_所示文段_.
● ● ●
一群人在一起很容易,一群心在一起,却并不容易。孙立忠向健康界坦言:“one heart team”是德达自建院起就一直坚守的,但真正落实到完美,还需要一个漫长的过程。“不是说这些人必须都要坐在一起工作才是一个团队,而是说在理念上首先要一致,就是要把病人当做一个整体来看待。只要病人的病情稍微复杂一点,我们就会有心内、心外、影像介入等多方共同来会诊,来做决策。”
德达这三年,也是摸索式发展的三年。孙立忠说,虽然“one heart team”这一理念还不为多数人熟知,但只要坚持下去,就会有意义。
多学科会诊的“德达”样本
对患者来说,如何选择最优最科学的治疗方案,是取得良好治疗效果的关键,但患者不是专家,选择什么样的治疗方案,多数情形下还是医院说了算。
在MDT(多学科会诊)引入医院之前,治疗方案的选择全凭医生的个人功力。即便是权威医生,也会习惯性地使用自己所偏爱的几套治疗方案,但事实上这些方案未必适合所有患者。提倡以患者为中心,就需要为患者提供个性化、规范化的诊疗方案。从全球范围来看,各主流医院都在使用MDT模式诊疗疑难疾病,欧美一些国家甚至颁布了关于多学科会诊的法律文件,以及制定了多学科会诊标准。
● ● ●
_练习任务_. 请逐字誊写上文中从“在MDT(多学科会诊)引入医”开始、到“诊的法律文件,以及制定了多学科会诊标准。”结束的内容。 下列数据是独立的材料,与上文没有关联。

(已存储数据)
● ● ●
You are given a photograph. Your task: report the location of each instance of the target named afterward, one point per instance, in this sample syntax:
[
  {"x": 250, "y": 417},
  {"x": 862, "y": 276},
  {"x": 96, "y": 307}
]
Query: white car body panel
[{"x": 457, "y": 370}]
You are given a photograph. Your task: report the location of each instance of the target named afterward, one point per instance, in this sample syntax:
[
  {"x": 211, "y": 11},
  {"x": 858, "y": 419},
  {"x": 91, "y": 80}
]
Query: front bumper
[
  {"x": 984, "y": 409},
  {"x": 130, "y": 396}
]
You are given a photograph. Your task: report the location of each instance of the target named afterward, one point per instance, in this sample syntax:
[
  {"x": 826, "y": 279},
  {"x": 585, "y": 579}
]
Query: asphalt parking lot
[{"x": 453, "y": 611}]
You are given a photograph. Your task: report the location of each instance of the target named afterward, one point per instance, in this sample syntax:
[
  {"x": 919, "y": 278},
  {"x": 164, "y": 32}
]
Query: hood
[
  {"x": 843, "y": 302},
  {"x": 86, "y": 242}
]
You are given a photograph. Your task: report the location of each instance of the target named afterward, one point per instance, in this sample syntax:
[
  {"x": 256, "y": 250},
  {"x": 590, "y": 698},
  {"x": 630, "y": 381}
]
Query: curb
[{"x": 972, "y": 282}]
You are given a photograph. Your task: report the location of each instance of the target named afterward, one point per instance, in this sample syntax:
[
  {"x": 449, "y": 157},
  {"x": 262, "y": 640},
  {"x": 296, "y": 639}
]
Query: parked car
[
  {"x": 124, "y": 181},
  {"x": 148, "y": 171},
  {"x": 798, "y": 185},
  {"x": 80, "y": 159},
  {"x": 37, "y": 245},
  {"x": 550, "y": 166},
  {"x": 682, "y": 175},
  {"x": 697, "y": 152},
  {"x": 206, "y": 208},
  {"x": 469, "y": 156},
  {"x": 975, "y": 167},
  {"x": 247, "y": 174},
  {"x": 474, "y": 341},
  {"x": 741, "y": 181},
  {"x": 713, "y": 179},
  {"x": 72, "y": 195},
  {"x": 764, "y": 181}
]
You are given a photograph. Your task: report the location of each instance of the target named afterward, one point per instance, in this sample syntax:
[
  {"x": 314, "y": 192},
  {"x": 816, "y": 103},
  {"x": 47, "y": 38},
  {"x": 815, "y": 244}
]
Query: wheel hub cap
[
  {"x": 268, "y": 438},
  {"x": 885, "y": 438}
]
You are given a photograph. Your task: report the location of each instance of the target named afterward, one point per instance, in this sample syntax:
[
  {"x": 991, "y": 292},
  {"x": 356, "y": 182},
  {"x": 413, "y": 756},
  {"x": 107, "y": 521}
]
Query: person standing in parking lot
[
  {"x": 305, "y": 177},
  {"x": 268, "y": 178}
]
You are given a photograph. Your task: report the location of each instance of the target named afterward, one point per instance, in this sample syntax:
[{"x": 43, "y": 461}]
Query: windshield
● ● ●
_练习解答_.
在MDT(多学科会诊)引入医院之前,治疗方案的选择全凭医生的个人功力。即便是权威医生,也会习惯性地使用自己所偏爱的几套治疗方案,但事实上这些方案未必适合所有患者。提倡以患者为中心,就需要为患者提供个性化、规范化的诊疗方案。从全球范围来看,各主流医院都在使用MDT模式诊疗疑难疾病,欧美一些国家甚至颁布了关于多学科会诊的法律文件,以及制定了多学科会诊标准。